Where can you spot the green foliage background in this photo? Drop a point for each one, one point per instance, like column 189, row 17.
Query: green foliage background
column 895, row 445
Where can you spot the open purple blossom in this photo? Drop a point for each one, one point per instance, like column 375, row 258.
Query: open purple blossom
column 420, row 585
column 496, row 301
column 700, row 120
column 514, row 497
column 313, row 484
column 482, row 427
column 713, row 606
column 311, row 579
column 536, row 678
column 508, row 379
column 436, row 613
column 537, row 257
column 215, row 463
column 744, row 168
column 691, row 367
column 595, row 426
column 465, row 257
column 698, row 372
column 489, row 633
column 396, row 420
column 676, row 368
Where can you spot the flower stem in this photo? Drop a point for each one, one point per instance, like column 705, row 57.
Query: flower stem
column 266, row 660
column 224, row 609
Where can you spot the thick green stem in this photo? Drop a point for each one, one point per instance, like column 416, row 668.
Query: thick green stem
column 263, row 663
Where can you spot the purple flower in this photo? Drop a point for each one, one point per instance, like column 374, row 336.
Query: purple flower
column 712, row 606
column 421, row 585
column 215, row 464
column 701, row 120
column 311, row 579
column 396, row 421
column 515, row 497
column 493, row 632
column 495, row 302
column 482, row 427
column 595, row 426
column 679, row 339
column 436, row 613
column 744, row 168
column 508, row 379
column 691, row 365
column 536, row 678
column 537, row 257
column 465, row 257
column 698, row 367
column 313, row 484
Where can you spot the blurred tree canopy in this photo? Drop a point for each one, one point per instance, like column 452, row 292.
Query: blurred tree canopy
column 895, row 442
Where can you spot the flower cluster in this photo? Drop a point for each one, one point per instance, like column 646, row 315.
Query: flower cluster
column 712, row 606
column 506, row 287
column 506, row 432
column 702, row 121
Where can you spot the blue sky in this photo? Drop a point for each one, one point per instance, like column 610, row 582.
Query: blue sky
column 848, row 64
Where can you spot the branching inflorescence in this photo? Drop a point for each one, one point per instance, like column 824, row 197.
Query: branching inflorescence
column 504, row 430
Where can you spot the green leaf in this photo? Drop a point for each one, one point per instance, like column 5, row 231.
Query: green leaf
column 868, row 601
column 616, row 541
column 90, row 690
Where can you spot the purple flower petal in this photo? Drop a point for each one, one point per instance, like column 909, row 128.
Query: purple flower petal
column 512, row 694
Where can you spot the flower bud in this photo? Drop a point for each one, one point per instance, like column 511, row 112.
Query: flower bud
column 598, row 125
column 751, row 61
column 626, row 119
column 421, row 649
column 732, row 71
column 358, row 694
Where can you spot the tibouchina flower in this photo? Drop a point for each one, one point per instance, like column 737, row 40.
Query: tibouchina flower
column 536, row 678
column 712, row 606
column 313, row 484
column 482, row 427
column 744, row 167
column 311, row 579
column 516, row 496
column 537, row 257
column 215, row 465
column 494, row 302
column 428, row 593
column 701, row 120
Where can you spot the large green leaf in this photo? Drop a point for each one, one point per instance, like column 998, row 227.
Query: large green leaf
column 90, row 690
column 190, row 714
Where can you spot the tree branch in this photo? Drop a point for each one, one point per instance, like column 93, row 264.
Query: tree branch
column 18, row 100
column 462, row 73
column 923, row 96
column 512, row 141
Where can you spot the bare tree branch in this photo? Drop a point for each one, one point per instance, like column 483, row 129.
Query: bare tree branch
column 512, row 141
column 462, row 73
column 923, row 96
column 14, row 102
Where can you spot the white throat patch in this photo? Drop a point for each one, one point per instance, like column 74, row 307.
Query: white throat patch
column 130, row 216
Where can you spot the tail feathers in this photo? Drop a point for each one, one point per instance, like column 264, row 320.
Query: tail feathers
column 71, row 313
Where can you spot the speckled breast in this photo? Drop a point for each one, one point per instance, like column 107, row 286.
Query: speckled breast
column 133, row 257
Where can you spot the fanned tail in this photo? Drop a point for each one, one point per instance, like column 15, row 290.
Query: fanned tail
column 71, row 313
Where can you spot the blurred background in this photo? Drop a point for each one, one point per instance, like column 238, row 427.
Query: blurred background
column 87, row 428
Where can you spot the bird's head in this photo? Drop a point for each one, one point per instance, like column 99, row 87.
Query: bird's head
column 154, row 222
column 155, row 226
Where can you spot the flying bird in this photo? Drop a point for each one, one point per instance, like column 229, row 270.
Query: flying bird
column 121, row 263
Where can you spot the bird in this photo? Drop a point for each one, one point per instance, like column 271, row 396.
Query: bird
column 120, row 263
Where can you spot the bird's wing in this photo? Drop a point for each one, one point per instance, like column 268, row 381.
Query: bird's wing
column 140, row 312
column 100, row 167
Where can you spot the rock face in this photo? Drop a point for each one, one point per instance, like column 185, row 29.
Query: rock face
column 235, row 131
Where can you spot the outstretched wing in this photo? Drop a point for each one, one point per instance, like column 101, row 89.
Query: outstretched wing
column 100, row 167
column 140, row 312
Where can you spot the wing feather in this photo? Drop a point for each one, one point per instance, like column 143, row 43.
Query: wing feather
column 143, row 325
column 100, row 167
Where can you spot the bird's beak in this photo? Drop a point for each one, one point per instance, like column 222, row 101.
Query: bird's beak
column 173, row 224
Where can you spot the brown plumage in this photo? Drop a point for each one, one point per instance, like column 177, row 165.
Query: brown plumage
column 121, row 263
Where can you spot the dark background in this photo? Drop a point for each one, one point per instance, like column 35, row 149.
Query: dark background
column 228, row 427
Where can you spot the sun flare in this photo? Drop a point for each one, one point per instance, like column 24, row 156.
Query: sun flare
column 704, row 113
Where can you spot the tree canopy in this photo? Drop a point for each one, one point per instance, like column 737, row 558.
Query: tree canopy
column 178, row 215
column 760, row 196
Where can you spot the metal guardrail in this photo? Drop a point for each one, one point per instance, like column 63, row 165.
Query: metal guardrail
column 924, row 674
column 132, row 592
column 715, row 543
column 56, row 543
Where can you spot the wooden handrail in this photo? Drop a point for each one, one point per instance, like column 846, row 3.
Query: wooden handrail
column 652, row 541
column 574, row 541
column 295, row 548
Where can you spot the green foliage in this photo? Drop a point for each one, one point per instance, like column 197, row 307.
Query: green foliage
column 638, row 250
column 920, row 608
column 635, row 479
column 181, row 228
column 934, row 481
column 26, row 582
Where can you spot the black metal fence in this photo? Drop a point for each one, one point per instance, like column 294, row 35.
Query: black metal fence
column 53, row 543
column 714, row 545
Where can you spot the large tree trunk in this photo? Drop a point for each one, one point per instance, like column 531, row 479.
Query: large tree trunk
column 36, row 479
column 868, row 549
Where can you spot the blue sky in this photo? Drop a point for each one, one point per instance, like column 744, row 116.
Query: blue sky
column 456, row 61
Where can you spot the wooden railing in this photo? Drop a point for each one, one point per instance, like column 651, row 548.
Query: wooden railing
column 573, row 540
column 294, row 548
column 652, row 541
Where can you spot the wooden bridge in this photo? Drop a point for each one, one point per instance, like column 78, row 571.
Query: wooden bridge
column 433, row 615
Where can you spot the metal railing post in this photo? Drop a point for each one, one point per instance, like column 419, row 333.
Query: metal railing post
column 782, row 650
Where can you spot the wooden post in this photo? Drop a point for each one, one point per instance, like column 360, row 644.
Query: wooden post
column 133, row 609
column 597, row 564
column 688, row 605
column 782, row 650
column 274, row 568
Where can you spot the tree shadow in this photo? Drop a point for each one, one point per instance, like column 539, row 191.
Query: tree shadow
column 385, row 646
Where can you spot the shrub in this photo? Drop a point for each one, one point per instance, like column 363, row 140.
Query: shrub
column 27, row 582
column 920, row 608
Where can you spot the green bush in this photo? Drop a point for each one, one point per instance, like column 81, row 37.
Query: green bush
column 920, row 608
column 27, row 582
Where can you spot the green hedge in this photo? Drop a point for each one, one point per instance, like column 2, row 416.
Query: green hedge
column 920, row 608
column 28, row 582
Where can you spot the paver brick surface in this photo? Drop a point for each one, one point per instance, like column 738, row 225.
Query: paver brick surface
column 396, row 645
****
**Job:**
Rewrite the items from the very first line through the line that contains "column 895, row 445" as a numbered list, including both of those lines and leaving out any blank lines.

**Task response:**
1. Where can you spot the green foliage background in this photo? Drop a point for each one, one point per instance, like column 189, row 17.
2. Query: green foliage background
3. column 895, row 445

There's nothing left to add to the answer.